What to do:
The material below should be written out in full and exactly; pictures stay out of the copy.

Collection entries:
□ □ □ □ □ □ □
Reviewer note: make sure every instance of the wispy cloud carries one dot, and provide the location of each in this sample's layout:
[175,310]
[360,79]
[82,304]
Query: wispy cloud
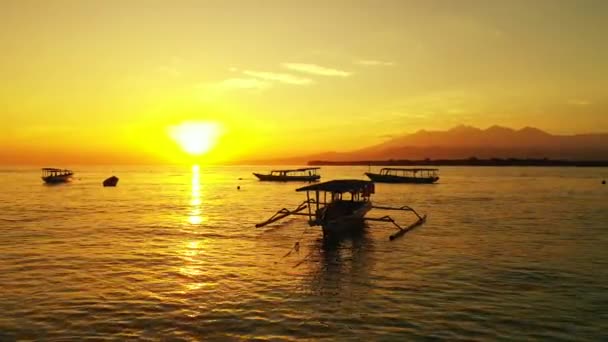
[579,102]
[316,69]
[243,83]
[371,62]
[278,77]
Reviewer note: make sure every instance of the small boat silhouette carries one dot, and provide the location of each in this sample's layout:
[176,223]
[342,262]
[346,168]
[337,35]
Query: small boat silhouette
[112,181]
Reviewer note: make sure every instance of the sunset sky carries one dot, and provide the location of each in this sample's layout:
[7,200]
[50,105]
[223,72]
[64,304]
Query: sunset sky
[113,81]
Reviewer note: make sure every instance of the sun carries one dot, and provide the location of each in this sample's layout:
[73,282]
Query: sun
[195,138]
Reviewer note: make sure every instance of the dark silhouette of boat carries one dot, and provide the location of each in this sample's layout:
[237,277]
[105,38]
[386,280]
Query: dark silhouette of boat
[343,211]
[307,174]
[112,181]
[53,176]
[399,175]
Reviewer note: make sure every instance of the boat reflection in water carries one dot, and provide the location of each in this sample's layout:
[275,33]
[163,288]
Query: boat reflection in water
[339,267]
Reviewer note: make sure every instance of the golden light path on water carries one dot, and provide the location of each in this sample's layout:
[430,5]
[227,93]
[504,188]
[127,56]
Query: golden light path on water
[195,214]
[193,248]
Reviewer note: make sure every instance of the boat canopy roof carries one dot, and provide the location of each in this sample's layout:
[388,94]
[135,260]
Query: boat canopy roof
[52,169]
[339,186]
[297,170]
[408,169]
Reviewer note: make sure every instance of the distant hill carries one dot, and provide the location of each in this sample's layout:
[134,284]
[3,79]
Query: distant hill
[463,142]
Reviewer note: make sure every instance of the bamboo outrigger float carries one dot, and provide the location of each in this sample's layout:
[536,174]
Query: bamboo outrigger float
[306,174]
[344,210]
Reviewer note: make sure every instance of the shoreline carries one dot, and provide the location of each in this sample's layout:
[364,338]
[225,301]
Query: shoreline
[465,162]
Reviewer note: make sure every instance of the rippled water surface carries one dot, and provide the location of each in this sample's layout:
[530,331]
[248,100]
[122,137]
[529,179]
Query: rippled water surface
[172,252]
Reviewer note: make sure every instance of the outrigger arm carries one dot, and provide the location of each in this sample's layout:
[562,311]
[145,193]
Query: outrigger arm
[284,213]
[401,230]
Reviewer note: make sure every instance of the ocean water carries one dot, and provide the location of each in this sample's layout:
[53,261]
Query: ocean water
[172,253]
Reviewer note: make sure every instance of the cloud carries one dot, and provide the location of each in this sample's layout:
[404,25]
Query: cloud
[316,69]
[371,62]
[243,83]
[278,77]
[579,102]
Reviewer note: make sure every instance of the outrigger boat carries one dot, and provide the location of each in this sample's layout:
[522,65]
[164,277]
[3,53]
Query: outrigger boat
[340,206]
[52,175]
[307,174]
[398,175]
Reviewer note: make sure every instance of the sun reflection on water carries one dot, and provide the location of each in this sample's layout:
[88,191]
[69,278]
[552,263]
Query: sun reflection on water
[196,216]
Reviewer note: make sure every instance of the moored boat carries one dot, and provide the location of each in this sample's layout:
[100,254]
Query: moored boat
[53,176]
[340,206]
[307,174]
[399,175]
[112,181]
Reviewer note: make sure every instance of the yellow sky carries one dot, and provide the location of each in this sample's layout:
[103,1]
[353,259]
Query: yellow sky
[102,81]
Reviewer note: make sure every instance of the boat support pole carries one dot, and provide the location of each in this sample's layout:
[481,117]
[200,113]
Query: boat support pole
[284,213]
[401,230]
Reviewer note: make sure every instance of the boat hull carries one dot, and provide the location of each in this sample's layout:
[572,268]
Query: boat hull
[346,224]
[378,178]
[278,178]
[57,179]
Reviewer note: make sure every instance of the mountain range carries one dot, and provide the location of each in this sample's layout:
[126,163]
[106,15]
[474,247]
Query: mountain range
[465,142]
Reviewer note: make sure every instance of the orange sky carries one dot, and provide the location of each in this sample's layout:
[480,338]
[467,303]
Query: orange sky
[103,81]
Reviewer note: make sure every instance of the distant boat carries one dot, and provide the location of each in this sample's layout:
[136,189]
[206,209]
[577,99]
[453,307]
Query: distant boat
□ □ □ □ □ □ □
Response:
Reviewer note: make sure every instance of the wispy cloud carries one dot, and provide the location of each in this sample's layout:
[175,310]
[360,79]
[82,304]
Query: wispy cloud
[579,102]
[316,69]
[243,83]
[371,62]
[278,77]
Reviewer note: make sure every instance of the small boat silhouette carries one dot, and provide the location of each in this sample's layout:
[176,223]
[342,262]
[346,168]
[337,35]
Query: small boat silhouette
[112,181]
Reviewer note: make sure every instance of the sunset sky carries one dot, and provide the location of each in this sample's layout:
[7,200]
[50,105]
[223,72]
[64,304]
Query: sunset sky
[113,81]
Reviewer note: make sure every instance of the sun carries one dot, and provide the location of each in this sample's layout:
[73,282]
Query: sun
[195,138]
Reviewer note: make sure every instance of the dark silhouette of boat carries one dot, and provide the location of each in this sample's layout:
[237,277]
[105,38]
[386,280]
Query: dark silhouette of boat
[343,211]
[307,174]
[112,181]
[53,176]
[399,175]
Reviewer note: make sure every instance of the boat reflection in water carries one dot, and provide the location of each in this sample's layout:
[275,33]
[163,288]
Query: boat reflection in water
[339,267]
Reviewer note: make sure every instance of the golden light path on water carries one dot, and provide the location of each in this sample's layout:
[430,5]
[227,93]
[504,188]
[127,56]
Query: golden light path on water
[195,214]
[193,248]
Reviewer note: make sure every instance of the boat canopy roof carries one dot, and provide the location of each in this sample's layout:
[388,94]
[135,260]
Query: boat canopy roof
[52,169]
[339,186]
[297,170]
[408,169]
Reviewer note: make sure every instance of the distant hill carries one dot, and provide the location of each in this sample's layout:
[134,284]
[3,79]
Query: distant hill
[463,142]
Reviewer note: make sure every instance of the bamboo outrigger float carries one dot, and provide the location of each in this sample's layout:
[536,174]
Query: bamboo outrigger float
[306,174]
[344,210]
Reviewer note: make sure every instance of the shoreline carries one dot, and provide the location of each in this sample's layout:
[364,338]
[225,301]
Query: shoreline
[465,162]
Reviewer note: make sure every instance of the rippled water surface carries one dot, and provide the location of each in this sample's layout:
[530,331]
[248,100]
[122,137]
[529,179]
Query: rippled water surface
[172,252]
Reviewer note: make sure every instance of the outrigger arm carries one dot, and provide the location of each in this sample's layout:
[562,311]
[145,193]
Query: outrigger arm
[284,213]
[401,230]
Reviewer note: make sure every instance of the ocean water carries one dot, and provide the location of each in this sample's layout:
[53,261]
Query: ocean water
[172,253]
Reviewer note: make sure every instance of the cloud carries one dot, and provide the location of each in this sample's layout:
[404,25]
Query: cloud
[316,69]
[371,62]
[243,83]
[278,77]
[579,102]
Reviewer note: make sure every instance of the outrigger boat carries one dot, and provide the location of each in this sample's layout:
[522,65]
[164,277]
[3,53]
Query: outrigger boat
[340,206]
[52,175]
[307,174]
[398,175]
Reviewer note: make sure every instance of the sun reflection on water carries one dot, and provide the location of each in this sample's layout:
[88,191]
[69,278]
[552,263]
Query: sun reflection on water
[196,216]
Reviewer note: make sure every instance of the moored boat carries one dot, and provide the location of each in this sample's layout:
[100,254]
Query: moored boat
[53,176]
[340,206]
[307,174]
[399,175]
[112,181]
Reviewer note: make sure every instance of the yellow sky carries one dot, and provide the location of each in this sample's layout:
[103,1]
[353,259]
Query: yellow sky
[102,81]
Reviewer note: make sure every instance of the boat support pole carries one dot, and provide the location of each in this sample's layout:
[481,117]
[200,113]
Query: boat support pole
[284,213]
[401,230]
Reviewer note: make sure every instance of the boat hull carries one dot, and provide the location of each in this sample's layout:
[572,268]
Query: boat hull
[346,224]
[378,178]
[278,178]
[57,179]
Reviewer note: make sure every instance of the mountain range carries one dot, and provide the location of each in this sample's layout:
[126,163]
[106,15]
[474,247]
Query: mountain range
[465,142]
Reviewer note: make sure every instance of the orange sky carries one dot, and provide the location of each in this sample's layout:
[480,338]
[467,303]
Query: orange sky
[103,81]
Reviewer note: make sure every instance of the distant boat carries one dot, and provide the location of each in this sample's layout:
[136,189]
[206,209]
[577,99]
[453,307]
Query: distant boat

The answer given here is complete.